+++ TEXTO DE LECTURA

Verdad o no, lo cierto es que Pacotín siempre estaba vagabundeando y que,
aunque le teníamos miedo, lo que más le gustaba era hablar con los niños. Yo me
hice amigo de él y de su boca aprendí alguna de esas cosas raras que sólo saben
los vagabundos: que nunca puedes decir que no volverás a un sitio y que lo
mejor de la vida está escrita en los caminos. Y también un día que nevaba me lo
encontré arrebujado alrededor de una lumbre obligado por esa nieve de octubre de
mal augurio al anunciar inviernos duros. Y no debía de andar descaminado el
bueno de Pacotín, pues, entre otras cuestiones, él mismo moriría años más
tarde, según me contaron luego, en medio de una nevada una mañana de diciembre,
simplemente porque nevó y la nieve, en este caso de diciembre, ya se sabe, es
mal augurio.
Aquí quedo con estos mis recuerdos: el de “Juli, Juli”

++++++
+++ MATERIAL

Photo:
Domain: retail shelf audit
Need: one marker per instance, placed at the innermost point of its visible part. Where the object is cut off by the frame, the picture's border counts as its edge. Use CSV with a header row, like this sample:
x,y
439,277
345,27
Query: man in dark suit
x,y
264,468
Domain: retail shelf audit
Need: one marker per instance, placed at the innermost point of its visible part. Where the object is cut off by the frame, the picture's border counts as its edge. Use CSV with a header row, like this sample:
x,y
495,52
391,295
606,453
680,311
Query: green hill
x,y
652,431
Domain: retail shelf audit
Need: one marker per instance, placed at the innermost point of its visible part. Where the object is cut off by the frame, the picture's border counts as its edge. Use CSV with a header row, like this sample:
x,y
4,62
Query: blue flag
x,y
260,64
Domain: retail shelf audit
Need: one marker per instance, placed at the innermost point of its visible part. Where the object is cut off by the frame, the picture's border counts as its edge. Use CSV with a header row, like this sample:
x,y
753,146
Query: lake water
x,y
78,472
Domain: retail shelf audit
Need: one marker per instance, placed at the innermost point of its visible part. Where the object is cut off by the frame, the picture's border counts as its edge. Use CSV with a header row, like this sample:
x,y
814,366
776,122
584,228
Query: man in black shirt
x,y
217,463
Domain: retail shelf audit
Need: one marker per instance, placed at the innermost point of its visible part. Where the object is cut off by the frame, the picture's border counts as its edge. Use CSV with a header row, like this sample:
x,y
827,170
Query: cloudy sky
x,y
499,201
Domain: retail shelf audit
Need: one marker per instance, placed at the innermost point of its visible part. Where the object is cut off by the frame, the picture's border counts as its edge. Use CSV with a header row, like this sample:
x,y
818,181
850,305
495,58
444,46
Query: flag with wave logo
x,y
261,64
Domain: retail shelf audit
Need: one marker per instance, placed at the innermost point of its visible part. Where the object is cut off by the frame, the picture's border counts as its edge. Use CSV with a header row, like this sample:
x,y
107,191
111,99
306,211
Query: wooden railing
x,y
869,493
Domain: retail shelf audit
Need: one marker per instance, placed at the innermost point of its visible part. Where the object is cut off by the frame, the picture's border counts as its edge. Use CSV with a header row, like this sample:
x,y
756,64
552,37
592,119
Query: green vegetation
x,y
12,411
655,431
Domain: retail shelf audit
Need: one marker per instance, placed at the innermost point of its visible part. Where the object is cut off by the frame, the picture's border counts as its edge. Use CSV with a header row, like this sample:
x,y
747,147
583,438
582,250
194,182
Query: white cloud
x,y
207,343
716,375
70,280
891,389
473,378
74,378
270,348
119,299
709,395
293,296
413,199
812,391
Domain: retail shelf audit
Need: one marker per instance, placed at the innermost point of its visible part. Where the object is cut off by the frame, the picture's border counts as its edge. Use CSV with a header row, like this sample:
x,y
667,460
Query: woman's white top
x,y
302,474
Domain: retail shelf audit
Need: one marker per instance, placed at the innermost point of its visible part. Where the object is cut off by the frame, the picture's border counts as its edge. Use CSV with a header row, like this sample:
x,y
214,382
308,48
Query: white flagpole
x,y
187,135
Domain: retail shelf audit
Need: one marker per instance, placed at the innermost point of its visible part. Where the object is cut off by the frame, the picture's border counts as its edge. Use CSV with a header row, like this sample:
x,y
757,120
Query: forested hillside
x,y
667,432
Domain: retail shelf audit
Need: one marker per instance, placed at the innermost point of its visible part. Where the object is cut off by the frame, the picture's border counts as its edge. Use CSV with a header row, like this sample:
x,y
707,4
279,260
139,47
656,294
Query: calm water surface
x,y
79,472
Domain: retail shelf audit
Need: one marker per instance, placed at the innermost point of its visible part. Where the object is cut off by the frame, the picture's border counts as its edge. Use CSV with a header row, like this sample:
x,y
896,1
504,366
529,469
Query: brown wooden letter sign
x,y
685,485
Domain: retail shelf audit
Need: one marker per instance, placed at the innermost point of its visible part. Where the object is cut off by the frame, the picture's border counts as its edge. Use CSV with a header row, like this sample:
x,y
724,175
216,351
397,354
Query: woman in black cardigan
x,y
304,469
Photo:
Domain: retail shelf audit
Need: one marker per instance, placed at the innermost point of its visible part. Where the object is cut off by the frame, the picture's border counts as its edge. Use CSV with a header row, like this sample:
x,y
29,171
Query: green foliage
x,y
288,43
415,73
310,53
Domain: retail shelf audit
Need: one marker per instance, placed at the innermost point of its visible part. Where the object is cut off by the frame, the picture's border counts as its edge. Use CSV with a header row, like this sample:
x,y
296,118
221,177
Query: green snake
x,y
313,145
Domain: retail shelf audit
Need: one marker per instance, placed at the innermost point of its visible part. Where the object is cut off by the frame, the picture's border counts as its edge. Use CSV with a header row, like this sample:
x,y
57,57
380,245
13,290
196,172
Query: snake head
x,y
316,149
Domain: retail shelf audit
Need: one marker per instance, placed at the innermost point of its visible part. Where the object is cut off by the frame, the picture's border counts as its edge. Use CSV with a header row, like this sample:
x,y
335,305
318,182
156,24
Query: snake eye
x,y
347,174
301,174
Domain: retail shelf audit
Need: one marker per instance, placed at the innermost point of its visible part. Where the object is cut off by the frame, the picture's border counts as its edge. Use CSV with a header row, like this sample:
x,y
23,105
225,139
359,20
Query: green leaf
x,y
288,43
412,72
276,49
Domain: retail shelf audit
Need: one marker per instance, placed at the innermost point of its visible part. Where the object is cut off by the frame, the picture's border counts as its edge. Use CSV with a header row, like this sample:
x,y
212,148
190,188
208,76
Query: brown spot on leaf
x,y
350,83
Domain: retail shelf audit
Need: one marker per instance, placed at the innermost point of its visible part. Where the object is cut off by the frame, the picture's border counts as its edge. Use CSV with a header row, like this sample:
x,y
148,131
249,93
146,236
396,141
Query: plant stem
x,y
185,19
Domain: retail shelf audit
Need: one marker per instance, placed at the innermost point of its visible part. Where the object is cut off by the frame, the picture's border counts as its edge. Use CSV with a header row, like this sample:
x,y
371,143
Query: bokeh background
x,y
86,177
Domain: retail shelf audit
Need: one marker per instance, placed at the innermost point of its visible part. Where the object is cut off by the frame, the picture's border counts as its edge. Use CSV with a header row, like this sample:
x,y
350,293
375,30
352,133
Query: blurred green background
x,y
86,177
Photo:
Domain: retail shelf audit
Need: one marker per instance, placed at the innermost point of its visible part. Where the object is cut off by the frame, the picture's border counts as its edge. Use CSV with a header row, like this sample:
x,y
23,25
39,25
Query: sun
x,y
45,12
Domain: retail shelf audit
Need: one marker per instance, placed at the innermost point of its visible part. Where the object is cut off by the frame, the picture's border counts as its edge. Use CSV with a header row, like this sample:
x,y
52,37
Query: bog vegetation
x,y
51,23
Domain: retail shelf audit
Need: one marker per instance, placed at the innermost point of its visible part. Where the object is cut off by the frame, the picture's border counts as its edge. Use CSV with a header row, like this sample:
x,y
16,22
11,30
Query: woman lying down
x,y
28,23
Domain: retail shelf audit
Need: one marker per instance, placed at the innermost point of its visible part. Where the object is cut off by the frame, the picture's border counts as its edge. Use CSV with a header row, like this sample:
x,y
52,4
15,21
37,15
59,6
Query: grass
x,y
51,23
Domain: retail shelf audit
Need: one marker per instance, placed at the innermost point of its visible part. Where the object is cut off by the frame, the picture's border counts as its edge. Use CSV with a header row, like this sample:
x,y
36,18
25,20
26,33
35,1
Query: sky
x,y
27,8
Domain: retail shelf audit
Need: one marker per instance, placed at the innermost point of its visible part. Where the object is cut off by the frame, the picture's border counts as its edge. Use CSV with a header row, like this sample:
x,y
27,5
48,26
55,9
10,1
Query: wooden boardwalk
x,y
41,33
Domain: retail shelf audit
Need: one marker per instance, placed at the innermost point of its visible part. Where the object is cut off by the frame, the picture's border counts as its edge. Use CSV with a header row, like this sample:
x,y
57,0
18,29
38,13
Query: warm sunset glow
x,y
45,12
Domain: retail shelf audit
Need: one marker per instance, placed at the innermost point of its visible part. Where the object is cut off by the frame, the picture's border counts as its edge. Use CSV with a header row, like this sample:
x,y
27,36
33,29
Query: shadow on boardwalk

++++++

== TU TAREA ==
Reescribe de forma más breve el párrafo del texto de lectura que comienza con «Verdad o no, lo cierto es que Pacotín». Conserva sus datos principales.

== RESPUESTA COMPLETA ==
Pacotín siempre andaba vagabundeando y, aunque le teníamos miedo, lo que más le gustaba era hablar con los niños. Me hice amigo de él y me enseñó cosas de vagabundos: que nunca puedes decir que no volverás a un sitio y que lo mejor de la vida está escrito en los caminos. Un día de nieve lo encontré junto a una lumbre, por culpa de una nevada de octubre, que es mal augurio porque anuncia inviernos duros. No se equivocaba. Años después, según me contaron, murió durante una nevada una mañana de diciembre, porque la nieve de diciembre también es mal augurio.